(Collected data entries)
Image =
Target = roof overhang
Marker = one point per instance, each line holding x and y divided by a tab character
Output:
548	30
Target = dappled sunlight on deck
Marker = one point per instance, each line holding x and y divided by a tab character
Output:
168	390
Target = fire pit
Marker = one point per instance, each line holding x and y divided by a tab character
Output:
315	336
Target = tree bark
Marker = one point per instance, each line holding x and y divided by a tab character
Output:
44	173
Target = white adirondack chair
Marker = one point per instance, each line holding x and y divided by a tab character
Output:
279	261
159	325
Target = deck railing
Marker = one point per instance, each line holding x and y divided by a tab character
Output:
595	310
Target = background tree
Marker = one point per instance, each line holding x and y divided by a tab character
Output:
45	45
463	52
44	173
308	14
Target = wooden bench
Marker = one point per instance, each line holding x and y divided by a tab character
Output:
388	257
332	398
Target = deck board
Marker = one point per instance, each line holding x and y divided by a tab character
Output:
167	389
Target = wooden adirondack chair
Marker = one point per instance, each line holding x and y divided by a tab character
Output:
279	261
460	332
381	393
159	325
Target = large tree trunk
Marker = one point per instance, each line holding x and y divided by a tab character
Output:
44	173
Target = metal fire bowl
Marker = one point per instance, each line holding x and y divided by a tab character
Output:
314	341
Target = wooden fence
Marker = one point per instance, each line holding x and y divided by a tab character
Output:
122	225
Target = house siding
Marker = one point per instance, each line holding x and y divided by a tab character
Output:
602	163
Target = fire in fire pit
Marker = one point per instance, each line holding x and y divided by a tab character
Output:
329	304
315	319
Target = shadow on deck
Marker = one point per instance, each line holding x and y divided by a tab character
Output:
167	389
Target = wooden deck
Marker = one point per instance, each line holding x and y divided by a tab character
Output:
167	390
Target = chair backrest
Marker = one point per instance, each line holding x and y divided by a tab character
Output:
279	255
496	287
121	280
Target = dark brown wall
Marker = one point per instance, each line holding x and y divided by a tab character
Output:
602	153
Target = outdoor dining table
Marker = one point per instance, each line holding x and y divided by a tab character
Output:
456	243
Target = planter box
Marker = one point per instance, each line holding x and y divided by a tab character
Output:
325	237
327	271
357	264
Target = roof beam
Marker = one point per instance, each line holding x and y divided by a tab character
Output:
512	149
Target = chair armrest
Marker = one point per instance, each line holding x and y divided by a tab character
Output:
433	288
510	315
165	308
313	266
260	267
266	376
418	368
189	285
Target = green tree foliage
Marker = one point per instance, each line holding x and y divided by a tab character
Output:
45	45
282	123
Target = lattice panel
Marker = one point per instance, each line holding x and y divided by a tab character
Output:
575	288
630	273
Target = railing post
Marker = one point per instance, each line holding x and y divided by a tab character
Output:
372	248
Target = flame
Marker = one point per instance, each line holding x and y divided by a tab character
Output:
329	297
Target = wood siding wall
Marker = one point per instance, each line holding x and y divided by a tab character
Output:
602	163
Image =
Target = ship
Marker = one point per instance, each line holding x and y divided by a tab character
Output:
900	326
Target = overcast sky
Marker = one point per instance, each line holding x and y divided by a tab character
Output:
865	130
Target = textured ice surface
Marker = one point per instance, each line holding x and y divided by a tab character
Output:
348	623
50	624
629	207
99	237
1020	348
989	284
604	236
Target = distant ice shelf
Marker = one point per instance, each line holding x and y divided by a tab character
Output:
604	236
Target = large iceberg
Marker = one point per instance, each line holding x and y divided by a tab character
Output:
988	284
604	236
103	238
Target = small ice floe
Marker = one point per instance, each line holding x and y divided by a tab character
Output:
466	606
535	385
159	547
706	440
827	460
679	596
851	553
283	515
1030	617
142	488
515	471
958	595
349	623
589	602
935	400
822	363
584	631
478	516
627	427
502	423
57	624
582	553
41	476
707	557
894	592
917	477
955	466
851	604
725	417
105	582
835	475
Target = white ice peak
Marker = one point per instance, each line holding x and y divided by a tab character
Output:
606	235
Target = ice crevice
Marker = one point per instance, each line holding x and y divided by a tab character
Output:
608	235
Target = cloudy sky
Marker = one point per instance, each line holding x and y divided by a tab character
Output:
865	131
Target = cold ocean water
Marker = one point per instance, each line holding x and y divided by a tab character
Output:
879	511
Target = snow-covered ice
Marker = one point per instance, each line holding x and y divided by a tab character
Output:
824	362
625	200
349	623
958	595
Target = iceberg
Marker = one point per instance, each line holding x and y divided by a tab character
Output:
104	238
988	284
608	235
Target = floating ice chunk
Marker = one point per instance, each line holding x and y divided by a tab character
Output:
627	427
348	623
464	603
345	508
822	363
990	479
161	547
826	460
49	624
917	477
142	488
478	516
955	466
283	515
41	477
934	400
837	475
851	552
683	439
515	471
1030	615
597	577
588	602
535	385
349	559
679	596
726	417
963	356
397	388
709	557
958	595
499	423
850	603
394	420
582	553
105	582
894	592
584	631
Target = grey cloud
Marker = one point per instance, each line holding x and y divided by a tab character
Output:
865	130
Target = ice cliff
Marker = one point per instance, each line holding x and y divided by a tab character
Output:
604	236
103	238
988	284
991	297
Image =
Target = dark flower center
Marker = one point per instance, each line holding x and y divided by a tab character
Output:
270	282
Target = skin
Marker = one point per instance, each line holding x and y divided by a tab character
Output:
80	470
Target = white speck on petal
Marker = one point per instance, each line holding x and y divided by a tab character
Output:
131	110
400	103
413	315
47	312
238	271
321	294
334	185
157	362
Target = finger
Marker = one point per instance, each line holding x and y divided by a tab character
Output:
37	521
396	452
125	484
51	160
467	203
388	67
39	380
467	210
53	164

▸ **Given task**
All of the entries above must be quoted exactly.

▸ **Exercise result**
Image =
Target = roof overhang
Marker = one point per instance, each line holding x and y divided by a tab character
Output:
548	30
Target = dappled sunlight on deck
Marker = one point per instance, each line holding x and y divided by a tab character
Output:
168	390
Target = fire pit
Marker = one point per instance, each line holding x and y divided by a tab character
Output:
315	336
Target = tree bark
Marker = one point per instance, each line holding x and y divided by a tab character
Output:
44	173
Target = white adirondack chair
Marker = one point per instance, each line holding x and y divided by a tab character
Output:
279	261
159	325
Target = deck railing
Marker = one point per instance, each line holding x and y divided by a tab character
Output:
595	310
Target = background tree
Marker = one point per instance, each line holding x and y divided by a tab character
Output:
45	45
463	52
44	173
308	14
Target = wooden bench
Marker = one point per instance, each line holding x and y divided by a tab character
Output:
388	257
332	398
Target = deck board
Marker = one point per instance, each line holding x and y divided by a tab character
Output:
167	389
Target = wooden adirondack chair
Marker = one point per instance, each line holding x and y divided by a tab character
Output:
279	261
460	332
381	393
159	325
Target = large tree trunk
Marker = one point per instance, each line holding x and y divided by a tab character
Output:
44	173
Target = metal fire bowl
Marker = one point per instance, each line holding x and y divided by a tab character
Output:
314	341
Target = wooden fence
Marker = one point per instance, each line holding x and y divided by a tab character
Output:
122	225
Target = house siding
Marker = one point per instance, each line holding x and y divided by a tab character
Output:
602	163
Target = fire in fire pit
Marker = one point per instance, each line holding x and y divided by a tab character
Output:
329	304
315	319
Target = shadow on deck
Marker = one point per instance, each line holding x and y divided by a tab character
Output:
167	389
Target = wooden deck
Marker = one point per instance, each line holding x and y divided by a tab character
Output:
167	390
Target = chair backrest
Marker = one point per instance, each line holding x and y divided by a tab character
Output:
279	255
496	287
121	280
Target = dark brown wall
Marker = one point per instance, each line holding x and y divided by a tab character
Output:
602	153
Target = outdoor dining table
Marker = one point per instance, each line holding x and y divided by a tab character
Output:
456	243
Target = planter box
Marker = one point per instance, each line holding x and y divided by a tab character
Output:
325	237
327	271
357	264
Target = roof beam
Marker = one point per instance, each line holding x and y divided by a tab character
Output:
512	149
Target = chair armrest
Marker = one point per instance, each line holding x and y divided by a tab character
Output:
433	288
510	315
165	308
313	266
260	267
266	376
418	368
189	285
Target = green tree foliage
Marker = one point per instance, each line holding x and y divided by a tab character
Output:
45	45
282	123
Target = lattice panel
Marker = one point per instance, each line holding x and y divided by a tab character
Output:
575	288
630	273
Target = railing post
Marker = one point per instance, each line holding x and y divided by a tab character
Output:
372	248
Target = flame
Marker = one point per instance, each line holding x and y divided by a tab character
Output:
329	297
Target = wood siding wall
Marker = one point per instance, each line holding x and y divided by a tab character
Output:
602	163
Image =
Target = ship
Marker = one point per instance, each line holding x and y divided by a tab character
Output:
900	326
Target = overcast sky
Marker = one point per instance, each line holding x and y divided by a tab character
Output:
865	130
Target = textured ice surface
Marker = one point per instance, each line holding x and y divided by a tab character
Output:
348	623
50	624
629	207
99	237
1020	348
989	284
604	236
Target = distant ice shelf
Marker = one point per instance, each line holding x and y divided by a tab character
Output:
604	236
Target = large iceberg
Marker = one point per instance, each line holding x and y divided by a tab character
Output:
988	284
604	236
103	238
Target = small ice floe
Marker = one point per instance, each line holding x and y divided by a tab character
Output:
466	606
535	385
159	547
706	440
827	460
679	596
851	553
283	515
1030	617
142	488
515	471
958	595
349	623
589	602
935	400
822	363
584	631
478	516
627	427
502	423
57	624
582	553
41	476
707	557
894	592
917	477
955	466
851	604
725	417
105	582
835	475
Target = white ice peak
Marker = one point per instance, each line holding x and y divided by a tab character
Output:
606	235
Target = ice crevice
Marker = one point per instance, each line holding x and y divided by a tab character
Output:
608	235
Target = cloudy sky
Marker = one point per instance, each line holding x and y divided by a tab character
Output:
865	131
Target = cold ocean water
Marker = one point per instance, each line holding x and y divided by a tab character
Output:
879	511
Target = snow-covered ice
Marker = one point per instance, each line holding x and y divided by a tab character
Output:
824	362
625	200
349	623
958	595
Target = iceberg
Marker = one point per instance, each line holding x and y divided by a tab character
Output:
104	238
988	284
608	235
Target = floating ice chunk
Marker = one point per instance, each line holding x and y divided by a tab character
Output:
627	427
348	623
464	603
345	508
822	363
990	479
161	547
826	460
49	624
917	477
142	488
478	516
955	466
283	515
41	477
934	400
837	475
851	552
683	439
515	471
1030	615
597	577
588	602
535	385
349	559
679	596
726	417
963	356
397	388
709	557
958	595
499	423
850	603
394	420
582	553
105	582
894	592
584	631
Target = grey cloud
Marker = one point per instance, each line holding x and y divided by a tab character
Output:
865	130
Target = ice cliff
Marker = one point per instance, each line holding x and y divided by a tab character
Output:
604	236
103	238
988	284
991	297
Image =
Target = dark flower center
Marker = one point per instance, each line holding x and y divided by a tab character
Output:
270	282
Target = skin
Marker = one point per instance, each line holding x and y divided by a tab character
Output:
80	470
Target = white speck on petal
Marker = one point per instance, each line holding x and y divided by a tab character
Output:
131	110
400	103
413	315
47	312
238	271
321	294
334	185
157	362
Target = finger
Marker = one point per instance, each line holding x and y divided by a tab character
Output:
37	521
396	452
125	484
51	160
467	203
388	67
39	380
467	210
53	164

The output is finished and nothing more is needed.